Objet de la tâche
Recopiez à l'identique le passage du document source compris entre « De fait, a-t-il » et « de se joindre. », ces deux extraits inclus.

Document source
+++

De fait, a-t-il dit, il ne suffit pas de se concentrer sur l’augmentation quantitative du PIB, il faut accorder la même importance aux politiques et institutions qui améliorent la qualité sociale de la croissance.  À cette fin, a-t-il signalé, l’OIT travaille avec le Fonds monétaire international (FMI) dans plusieurs pays pour renforcer le financement des systèmes de protection sociale, via des planchers de dépenses sociales, et a récemment approuvé la création d’une Coalition mondiale multipartite pour la justice sociale à laquelle plus de 100 gouvernements et organisations ont accepté de se joindre. 

Mme TATIANA MOLCÉAN, Secrétaire exécutive de la Commission économique des Nations Unies pour l’Europe (CEE-ONU), a rappelé que le vieillissement de la population est l’une des grandes tendances contemporaines et que l’Europe et l’Amérique du Nord comptent la proportion la plus élevée de personnes âgées.  Si la longévité est un triomphe du développement humain, à mesure que la proportion de personnes âgées dans une société augmente, les systèmes de retraite sont de plus en plus remis en question, les secteurs de la santé confrontés à une demande et à des coûts accrus et les systèmes de soins de longue durée doivent répondre aux besoins croissants.  Le Plan d’action international de Madrid sur le vieillissement, adopté en 2002, reste notre principale boussole en la matière, a mentionné Mme Molcéan.  Depuis son adoption, de nombreux pays ont élaboré des politiques visant à améliorer la situation des personnes âgées et procédé aux ajustements nécessaires dans les domaines des retraites, de la santé et des soins de longue durée, de la formation tout au long de la vie et de l’accès aux marchés du travail.

+++

Matériel fourni

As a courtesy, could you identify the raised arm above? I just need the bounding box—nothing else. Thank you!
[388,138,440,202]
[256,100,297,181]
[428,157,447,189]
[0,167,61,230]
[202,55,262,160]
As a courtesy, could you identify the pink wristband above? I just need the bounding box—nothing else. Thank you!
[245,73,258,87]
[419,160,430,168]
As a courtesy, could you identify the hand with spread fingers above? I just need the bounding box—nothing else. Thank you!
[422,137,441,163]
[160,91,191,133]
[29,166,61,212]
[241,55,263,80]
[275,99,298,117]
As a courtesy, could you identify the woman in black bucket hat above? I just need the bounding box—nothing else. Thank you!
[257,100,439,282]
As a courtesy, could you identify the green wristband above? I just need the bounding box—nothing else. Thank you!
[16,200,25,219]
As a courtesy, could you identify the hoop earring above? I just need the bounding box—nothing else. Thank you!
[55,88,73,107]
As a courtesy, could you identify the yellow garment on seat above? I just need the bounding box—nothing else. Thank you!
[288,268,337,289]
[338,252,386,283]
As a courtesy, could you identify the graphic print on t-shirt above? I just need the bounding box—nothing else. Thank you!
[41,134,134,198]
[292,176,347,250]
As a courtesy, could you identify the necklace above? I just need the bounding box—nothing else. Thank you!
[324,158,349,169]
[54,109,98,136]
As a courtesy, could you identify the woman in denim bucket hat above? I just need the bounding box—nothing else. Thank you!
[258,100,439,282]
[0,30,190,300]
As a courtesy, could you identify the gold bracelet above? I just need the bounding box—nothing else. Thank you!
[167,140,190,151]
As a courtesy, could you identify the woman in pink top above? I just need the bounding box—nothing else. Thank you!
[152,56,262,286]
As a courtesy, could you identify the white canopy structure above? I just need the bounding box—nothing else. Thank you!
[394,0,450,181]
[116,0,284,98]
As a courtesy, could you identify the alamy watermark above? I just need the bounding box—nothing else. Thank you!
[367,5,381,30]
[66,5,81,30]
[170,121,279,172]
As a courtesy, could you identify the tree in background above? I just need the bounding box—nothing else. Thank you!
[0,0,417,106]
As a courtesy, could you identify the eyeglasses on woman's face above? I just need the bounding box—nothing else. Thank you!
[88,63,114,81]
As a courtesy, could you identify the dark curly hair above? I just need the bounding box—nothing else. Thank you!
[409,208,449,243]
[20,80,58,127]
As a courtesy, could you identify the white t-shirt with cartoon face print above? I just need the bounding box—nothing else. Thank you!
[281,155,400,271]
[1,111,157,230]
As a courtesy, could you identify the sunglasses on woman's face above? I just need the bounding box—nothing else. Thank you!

+++

Zone de réponse
De fait, a-t-il dit, il ne suffit pas de se concentrer sur l’augmentation quantitative du PIB, il faut accorder la même importance aux politiques et institutions qui améliorent la qualité sociale de la croissance.  À cette fin, a-t-il signalé, l’OIT travaille avec le Fonds monétaire international (FMI) dans plusieurs pays pour renforcer le financement des systèmes de protection sociale, via des planchers de dépenses sociales, et a récemment approuvé la création d’une Coalition mondiale multipartite pour la justice sociale à laquelle plus de 100 gouvernements et organisations ont accepté de se joindre.